* _SET TASK_:
Reproduce word for word the lines of the items, starting with the line that contains "the person in" and continuing through the last line of the items.

====== PROVIDED RECORDS

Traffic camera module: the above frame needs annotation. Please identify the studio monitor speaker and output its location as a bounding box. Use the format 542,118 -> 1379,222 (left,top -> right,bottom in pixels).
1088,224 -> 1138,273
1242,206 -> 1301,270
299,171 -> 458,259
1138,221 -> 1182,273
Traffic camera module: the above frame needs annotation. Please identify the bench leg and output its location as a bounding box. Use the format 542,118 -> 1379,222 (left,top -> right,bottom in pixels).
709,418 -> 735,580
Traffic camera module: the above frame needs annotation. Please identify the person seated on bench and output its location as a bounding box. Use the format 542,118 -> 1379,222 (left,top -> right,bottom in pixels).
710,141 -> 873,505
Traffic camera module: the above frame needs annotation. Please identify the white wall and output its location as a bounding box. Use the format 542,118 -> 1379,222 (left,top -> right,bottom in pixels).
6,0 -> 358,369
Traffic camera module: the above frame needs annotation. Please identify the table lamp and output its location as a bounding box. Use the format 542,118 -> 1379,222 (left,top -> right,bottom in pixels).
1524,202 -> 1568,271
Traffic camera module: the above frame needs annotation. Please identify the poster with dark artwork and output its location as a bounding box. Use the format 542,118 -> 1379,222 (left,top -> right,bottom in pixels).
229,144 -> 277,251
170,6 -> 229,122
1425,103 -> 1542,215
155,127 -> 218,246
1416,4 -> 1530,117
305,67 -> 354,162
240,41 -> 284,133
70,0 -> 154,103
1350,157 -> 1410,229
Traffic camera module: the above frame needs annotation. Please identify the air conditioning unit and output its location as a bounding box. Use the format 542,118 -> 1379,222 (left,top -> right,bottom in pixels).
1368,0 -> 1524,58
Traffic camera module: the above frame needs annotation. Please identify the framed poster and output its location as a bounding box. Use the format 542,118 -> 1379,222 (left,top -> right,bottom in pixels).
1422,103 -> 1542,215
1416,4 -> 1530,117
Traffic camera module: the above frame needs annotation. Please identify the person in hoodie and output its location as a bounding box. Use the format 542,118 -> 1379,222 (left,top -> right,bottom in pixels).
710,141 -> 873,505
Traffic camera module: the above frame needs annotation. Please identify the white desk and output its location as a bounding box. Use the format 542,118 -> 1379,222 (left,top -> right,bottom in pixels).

============

* _REPLY_:
Traffic camera module: the above frame needs annotation. Please identify the person in hoodie and output its location as a bounding box. Use the format 542,118 -> 1379,222 (left,top -> right,bottom in pixels).
710,141 -> 873,505
Traffic camera module: the above frame needs annotation. Please identify the white desk and output its location as a bounding box. Use the format 542,118 -> 1379,222 (left,top -> right,bottom in pixels).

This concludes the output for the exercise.